An article by Burkard Kiesel ea.

Ensuring that supply is always on time while reducing the inventory means a challenge to all stakeholders of a supply chain. A rough calculation is not enough; only the sharpest pencil will give us exact results.

Only a few years ago, Montblanc´s range of products included less than 1000 different models. The sales forecasting for Montblanc´s luxury goods, including the regional splitting factor was realized monthly by the individual distribution units. The data were then centrally collected and processed according to procurement and production requirements and the supply of the regional inventories. Today, with more than 1,000 product groups and 3,000 items, this forecasting methodology appears too complicated and involves too much workforce. In addition, the accuracy of this method began to deteriorate. Management therefore started re-engineering the whole forecasting procedure in Spring 2001, from budget planning through forecasting to rolling – monthly – demand planning and supply of regional inventories.

The result is a clear distinction between strategic and operative planning. Today, the planning input of the distributors concentrates on the strategic planning on a highly aggregated product level with approx. 120 positions to determine the “track” for production and procurement. The operative planning, however, is dedicated exclusively to the item level and subdivided into two feedback control systems operating independently from one another but following the same methodology.

For the supply of the regional inventories, a replenishment system has been implemented, which is controlled by regional logistic managers with clear responsibility for their inventories.

At the same time, the role of planning and inventory at the Hamburg location was strengthened considerably: the central inventory at Hamburg is now responsible for securing the supply. In order to be able to fulfil this new task, a two-step planning approach has been developed in cooperation with Abels & Kemmner consultants:

  1. The Logistic Category Managers, assigned according to product areas, are responsible for sales forecasting of items from the central inventory. Their main task consists in forecasting as exactly as possible future demands per item considering all information available. In this forecast capacity limits are not considered in a first stage. The Logistic Category Managers are responsible for as exact a sales forecasting as possible and are measured according to the quality of their forecast.
  2. The data determined by the demand forecasting process are then used to balance the production capacity and to coordinate the procurement of components with suppliers. Peaks in demand expected in future can now be identified and managed in time.

EXCERPTED DATA:

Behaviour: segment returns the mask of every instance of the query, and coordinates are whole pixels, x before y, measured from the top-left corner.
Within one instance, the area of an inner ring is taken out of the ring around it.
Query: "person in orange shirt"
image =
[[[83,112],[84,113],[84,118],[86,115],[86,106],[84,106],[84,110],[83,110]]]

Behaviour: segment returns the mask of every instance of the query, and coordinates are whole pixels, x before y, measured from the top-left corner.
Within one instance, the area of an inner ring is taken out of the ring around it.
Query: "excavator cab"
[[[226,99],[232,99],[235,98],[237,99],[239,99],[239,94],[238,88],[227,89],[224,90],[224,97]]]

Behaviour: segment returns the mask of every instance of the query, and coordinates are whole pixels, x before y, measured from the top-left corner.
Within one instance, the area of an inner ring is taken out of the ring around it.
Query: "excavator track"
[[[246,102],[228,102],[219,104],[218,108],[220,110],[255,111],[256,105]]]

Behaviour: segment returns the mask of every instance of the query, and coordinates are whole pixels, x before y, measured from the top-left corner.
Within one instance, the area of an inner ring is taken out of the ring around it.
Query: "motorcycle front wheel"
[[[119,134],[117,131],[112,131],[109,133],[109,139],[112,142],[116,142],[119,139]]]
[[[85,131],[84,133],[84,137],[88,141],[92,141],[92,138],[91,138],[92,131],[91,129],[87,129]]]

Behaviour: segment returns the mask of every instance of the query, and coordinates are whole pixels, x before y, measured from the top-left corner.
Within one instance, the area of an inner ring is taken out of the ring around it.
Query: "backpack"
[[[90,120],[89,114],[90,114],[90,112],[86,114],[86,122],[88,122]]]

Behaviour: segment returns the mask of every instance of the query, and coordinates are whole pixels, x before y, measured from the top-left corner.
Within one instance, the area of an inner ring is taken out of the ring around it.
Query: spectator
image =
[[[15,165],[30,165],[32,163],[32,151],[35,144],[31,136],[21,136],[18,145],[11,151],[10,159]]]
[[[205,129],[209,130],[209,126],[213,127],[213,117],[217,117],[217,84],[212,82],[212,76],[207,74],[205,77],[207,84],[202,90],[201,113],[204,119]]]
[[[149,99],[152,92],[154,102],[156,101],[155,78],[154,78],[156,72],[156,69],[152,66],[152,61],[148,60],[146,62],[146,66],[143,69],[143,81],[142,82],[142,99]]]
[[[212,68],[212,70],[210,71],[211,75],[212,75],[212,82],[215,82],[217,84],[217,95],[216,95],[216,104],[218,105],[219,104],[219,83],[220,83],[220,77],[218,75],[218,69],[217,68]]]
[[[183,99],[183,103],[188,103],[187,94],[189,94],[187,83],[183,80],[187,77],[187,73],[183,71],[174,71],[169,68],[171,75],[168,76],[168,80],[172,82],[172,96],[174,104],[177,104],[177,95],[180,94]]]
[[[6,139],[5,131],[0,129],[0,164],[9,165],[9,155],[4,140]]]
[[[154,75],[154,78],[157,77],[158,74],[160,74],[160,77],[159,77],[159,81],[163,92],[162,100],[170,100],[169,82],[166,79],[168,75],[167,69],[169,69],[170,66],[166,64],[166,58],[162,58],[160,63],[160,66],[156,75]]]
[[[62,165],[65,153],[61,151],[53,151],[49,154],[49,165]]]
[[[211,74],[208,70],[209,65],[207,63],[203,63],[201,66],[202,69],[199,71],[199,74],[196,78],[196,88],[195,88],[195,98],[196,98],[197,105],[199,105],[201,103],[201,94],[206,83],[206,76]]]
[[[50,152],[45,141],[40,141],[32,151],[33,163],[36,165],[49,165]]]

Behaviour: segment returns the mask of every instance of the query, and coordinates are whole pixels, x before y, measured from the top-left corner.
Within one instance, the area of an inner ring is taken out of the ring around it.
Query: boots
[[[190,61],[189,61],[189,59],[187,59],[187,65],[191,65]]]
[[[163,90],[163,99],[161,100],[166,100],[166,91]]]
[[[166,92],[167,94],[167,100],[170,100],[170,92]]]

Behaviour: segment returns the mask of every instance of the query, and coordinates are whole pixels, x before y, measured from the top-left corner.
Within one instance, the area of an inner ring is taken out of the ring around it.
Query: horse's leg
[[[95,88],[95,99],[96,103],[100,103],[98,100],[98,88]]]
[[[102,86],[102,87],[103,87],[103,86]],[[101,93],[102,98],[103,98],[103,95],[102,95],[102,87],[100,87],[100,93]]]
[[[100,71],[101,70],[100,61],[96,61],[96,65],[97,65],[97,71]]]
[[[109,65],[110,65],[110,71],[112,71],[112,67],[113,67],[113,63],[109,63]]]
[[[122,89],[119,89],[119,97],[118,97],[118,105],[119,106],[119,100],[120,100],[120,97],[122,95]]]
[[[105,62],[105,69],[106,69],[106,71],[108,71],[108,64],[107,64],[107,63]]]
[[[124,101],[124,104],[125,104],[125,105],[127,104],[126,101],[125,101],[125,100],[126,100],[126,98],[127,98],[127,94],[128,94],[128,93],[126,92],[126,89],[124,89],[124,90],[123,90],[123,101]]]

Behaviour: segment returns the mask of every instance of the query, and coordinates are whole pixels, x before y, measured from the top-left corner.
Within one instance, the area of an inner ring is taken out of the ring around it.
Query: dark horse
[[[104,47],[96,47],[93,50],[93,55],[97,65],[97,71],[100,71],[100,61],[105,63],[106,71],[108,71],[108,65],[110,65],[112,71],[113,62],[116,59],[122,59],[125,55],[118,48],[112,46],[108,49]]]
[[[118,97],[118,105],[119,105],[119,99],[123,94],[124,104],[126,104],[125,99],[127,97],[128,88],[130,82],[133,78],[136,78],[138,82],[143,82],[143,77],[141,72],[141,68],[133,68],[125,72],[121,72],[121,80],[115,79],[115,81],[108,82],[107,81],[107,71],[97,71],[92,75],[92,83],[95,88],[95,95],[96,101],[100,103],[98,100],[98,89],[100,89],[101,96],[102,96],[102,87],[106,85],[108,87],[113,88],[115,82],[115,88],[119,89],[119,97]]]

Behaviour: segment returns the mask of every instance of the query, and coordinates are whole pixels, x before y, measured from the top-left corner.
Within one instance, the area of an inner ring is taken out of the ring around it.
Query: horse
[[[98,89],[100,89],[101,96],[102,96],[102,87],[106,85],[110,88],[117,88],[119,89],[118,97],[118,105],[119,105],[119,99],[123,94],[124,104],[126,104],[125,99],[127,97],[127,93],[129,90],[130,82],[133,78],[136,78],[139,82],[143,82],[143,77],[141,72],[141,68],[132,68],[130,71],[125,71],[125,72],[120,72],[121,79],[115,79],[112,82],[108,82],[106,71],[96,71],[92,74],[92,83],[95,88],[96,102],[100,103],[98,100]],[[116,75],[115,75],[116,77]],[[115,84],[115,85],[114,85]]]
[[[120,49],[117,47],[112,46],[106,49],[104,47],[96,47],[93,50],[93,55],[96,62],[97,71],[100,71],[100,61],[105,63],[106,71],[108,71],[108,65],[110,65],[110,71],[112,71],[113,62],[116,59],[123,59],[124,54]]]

PROBLEMS TO SOLVE:
(1) In the Montblanc forecasting article, who is responsible for sales forecasting of items from the central inventory?
(2) Write the next part of the Montblanc forecasting article, picking up after its final sentence.

ANSWERS FOR THIS EXERCISE:
(1) The Logistic Category Managers, who are assigned according to product areas.

(2)
By way of implementing this planning approach, the items are analysed according to their predictability by means of DISKOVER 4.1, an MRP-optimizing software developed by Abels & Kemmner. Then, the system determines the optimal planning methods and parameters for the items identified as predictable. AB-XY items (approx. 30% of all items), which can easily be forecasted, make up for 66% of the turnover and more than 75% of the annual production capacity. For these items, DISKOVER forecasts future demands and forwards the data to the sales-and-operation-planning function (SOP) of the SAP system. In order to coordinate the data with the production programme planning, the SOP planning table was adjusted so that it can be used as a central planning tool: on the basis of the forecasted demand, production and procurement quantities are planned monthly – rolling – according to the demand and following the supply chain with regard to the capacity load of workforce and machinery. In the case of capacity overload at some stage, necessary measures – such as advancing part of the quantity required – can be identified in the SOP table and pre-planned at an early stage.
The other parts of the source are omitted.